English singer (born 1993)

Zain Javadd Malik (/'mælᵻk/; born 12 January 1993), known professionally as Zayn Malik or simply Zayn, is an English singer. He auditioned as a solo contestant for the British music competition television series The X Factor in 2010, where he ended up being a part of five-piece boy band One Direction, which went on to become one of the best-selling boy bands of all time. He left the group in March 2015 and signed a solo recording contract with RCA Records.

Adopting a more alternative R&B music style on his debut solo studio album, Mind of Mine (2016), and its lead single, "Pillowtalk", he became the first British male artist to debut at number one in both the UK and US with his debut single and album. His subsequent collaborative singles "I Don't Wanna Live Forever" with Taylor Swift and "Dusk Till Dawn" featuring Sia were met with international success. Further albums followed in 2018 (Icarus Falls), 2021 (Nobody Is Listening), 2024 (Room Under the Stairs), and 2026 (Konnakol). In addition to his music, Malik has worked in fashion, film and television, and has supported charitable causes.

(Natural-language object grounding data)
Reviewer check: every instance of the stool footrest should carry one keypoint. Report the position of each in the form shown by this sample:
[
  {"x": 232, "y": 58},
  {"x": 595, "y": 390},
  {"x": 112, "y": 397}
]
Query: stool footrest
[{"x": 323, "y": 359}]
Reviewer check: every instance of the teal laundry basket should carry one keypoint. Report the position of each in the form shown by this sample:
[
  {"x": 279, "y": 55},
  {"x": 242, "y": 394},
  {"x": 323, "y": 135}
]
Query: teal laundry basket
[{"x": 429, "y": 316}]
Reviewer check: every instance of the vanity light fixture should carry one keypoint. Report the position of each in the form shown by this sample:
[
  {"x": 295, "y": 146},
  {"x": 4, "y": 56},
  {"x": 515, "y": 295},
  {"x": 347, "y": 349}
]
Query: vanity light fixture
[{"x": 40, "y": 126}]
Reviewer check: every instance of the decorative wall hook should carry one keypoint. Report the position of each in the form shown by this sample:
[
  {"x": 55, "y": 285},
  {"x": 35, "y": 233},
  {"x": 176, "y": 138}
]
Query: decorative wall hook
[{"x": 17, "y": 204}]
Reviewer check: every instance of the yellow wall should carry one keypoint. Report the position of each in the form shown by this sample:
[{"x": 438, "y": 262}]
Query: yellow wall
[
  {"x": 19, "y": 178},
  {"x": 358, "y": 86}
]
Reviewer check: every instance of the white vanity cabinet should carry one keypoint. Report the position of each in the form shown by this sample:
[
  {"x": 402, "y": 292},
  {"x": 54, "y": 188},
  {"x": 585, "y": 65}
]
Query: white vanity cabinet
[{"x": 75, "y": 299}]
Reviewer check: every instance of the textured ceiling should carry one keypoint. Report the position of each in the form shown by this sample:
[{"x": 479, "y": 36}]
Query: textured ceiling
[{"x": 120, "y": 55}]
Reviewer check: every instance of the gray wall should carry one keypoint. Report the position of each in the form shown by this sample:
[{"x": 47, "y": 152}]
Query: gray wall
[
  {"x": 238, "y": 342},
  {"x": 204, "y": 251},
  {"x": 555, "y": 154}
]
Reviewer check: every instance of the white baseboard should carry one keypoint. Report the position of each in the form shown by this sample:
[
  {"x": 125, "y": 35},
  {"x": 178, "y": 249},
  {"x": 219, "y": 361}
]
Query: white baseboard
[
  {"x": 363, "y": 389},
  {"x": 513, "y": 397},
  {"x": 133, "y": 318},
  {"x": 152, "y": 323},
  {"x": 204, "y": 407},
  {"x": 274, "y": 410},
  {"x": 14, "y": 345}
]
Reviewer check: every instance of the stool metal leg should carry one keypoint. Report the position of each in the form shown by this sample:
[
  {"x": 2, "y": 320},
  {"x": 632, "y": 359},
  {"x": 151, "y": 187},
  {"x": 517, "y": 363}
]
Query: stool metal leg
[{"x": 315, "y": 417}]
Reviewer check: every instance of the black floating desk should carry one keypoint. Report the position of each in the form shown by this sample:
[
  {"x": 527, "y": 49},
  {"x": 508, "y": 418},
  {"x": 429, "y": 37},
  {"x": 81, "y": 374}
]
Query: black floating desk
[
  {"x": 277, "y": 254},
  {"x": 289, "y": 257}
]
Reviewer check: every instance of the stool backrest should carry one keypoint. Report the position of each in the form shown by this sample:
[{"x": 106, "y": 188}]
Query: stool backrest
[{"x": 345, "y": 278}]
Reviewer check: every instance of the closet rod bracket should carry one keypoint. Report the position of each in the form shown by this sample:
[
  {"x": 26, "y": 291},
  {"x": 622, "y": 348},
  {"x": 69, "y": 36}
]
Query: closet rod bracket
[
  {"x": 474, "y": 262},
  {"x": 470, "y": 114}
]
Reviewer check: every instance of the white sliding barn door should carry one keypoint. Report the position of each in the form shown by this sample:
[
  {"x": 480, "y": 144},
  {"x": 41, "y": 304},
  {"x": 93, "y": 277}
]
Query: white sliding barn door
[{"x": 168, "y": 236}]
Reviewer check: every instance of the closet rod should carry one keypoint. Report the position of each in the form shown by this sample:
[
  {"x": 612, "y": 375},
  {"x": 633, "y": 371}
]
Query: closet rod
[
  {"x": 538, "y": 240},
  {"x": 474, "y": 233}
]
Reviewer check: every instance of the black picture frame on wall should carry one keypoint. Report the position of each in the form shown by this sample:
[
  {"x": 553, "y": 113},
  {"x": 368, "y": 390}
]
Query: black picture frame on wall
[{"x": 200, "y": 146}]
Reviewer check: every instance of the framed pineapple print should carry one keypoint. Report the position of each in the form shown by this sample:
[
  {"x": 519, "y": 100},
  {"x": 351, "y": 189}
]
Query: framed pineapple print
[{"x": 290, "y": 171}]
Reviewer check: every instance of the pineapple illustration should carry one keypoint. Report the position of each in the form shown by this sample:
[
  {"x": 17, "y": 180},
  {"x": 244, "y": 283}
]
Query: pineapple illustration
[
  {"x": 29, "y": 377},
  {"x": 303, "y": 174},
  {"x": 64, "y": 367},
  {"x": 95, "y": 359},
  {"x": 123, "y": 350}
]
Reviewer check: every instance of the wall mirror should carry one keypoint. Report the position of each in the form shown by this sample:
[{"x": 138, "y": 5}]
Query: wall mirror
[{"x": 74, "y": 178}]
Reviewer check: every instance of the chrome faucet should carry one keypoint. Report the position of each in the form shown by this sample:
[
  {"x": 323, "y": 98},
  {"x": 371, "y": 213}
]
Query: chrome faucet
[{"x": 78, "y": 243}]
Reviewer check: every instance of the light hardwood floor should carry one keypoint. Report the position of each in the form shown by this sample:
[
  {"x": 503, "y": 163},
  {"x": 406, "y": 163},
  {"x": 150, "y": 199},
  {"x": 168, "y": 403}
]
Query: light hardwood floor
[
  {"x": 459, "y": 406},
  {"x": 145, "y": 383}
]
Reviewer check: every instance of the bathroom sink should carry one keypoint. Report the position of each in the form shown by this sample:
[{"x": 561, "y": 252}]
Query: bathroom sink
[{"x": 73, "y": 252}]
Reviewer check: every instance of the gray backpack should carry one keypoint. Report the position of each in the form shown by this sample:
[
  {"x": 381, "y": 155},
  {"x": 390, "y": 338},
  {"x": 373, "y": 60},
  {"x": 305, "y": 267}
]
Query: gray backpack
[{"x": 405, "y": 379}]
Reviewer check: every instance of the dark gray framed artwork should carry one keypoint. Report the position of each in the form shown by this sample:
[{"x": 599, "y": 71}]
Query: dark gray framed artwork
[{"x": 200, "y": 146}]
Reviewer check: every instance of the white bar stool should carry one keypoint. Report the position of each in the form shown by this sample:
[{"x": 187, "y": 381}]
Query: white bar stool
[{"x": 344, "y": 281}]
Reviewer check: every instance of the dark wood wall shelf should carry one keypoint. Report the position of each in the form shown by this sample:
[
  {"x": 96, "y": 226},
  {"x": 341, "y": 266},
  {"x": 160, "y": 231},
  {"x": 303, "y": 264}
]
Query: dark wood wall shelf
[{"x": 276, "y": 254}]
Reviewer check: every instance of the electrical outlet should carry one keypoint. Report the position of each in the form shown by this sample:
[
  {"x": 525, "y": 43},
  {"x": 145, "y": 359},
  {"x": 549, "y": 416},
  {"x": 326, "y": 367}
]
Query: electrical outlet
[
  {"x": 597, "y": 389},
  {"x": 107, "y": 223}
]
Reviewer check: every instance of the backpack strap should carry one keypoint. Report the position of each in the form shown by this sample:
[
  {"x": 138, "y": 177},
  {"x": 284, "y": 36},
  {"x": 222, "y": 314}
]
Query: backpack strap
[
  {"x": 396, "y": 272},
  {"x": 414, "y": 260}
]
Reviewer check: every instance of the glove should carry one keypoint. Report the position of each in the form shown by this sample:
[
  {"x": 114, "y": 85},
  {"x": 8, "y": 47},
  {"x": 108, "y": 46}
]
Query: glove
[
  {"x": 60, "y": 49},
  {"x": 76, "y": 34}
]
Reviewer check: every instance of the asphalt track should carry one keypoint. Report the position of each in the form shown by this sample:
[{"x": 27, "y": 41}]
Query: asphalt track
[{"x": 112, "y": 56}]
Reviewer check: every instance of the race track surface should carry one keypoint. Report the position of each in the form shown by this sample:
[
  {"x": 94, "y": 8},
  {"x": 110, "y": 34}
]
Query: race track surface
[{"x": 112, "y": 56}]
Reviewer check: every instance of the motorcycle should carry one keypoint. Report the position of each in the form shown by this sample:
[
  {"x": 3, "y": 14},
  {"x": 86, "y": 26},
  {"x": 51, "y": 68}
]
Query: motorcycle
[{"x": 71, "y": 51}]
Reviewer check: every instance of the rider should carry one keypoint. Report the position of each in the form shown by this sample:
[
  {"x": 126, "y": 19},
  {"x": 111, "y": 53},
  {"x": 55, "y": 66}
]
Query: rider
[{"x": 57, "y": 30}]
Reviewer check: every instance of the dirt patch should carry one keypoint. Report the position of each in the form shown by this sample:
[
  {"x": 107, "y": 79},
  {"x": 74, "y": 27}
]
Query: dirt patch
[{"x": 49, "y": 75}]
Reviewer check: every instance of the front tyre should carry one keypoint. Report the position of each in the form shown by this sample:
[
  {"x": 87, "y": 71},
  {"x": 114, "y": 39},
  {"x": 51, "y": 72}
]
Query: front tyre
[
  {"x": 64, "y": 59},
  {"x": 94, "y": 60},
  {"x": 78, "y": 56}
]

WORK INSTRUCTIONS
a: From the Zayn Malik passage, extract everything from "Zain Javadd Malik" down to "with RCA Records.".
b: According to the Zayn Malik passage, which record company gave him a solo contract after he left One Direction?
c: Give what follows the last sentence of the Zayn Malik passage.

TASK ANSWERS
a:
Zain Javadd Malik (/'mælᵻk/; born 12 January 1993), known professionally as Zayn Malik or simply Zayn, is an English singer. He auditioned as a solo contestant for the British music competition television series The X Factor in 2010, where he ended up being a part of five-piece boy band One Direction, which went on to become one of the best-selling boy bands of all time. He left the group in March 2015 and signed a solo recording contract with RCA Records.

b: RCA Records

c:
Malik has received several accolades, including an American Music Award and a MTV Video Music Award. He is the only artist to have won the Billboard Music Award for New Artist of the Year twice, receiving it once as a member of One Direction in 2013 and again in 2017 as a soloist.

==Early life==
Zain Javadd Malik was born on 12 January 1993, in Bradford, West Yorkshire, to a British Pakistani father and a White British mother of English and Irish descent who converted to Islam upon marriage. Malik has one older sister and two younger sisters.

Malik grew up in East Bowling, Bradford, in a working-class family and neighbourhood. He attended Lower Fields Primary School and Tong High School (now Tong Leadership Academy) in Bradford. As a teenager, he took performing arts courses and appeared in school productions. He grew up listening to his father's urban music records, primarily R&B, hip-hop, and reggae. He wrote raps when he was at school and performed on stage for the first time when singer Jay Sean visited his school. Malik also boxed for two years, from ages 15 to 17.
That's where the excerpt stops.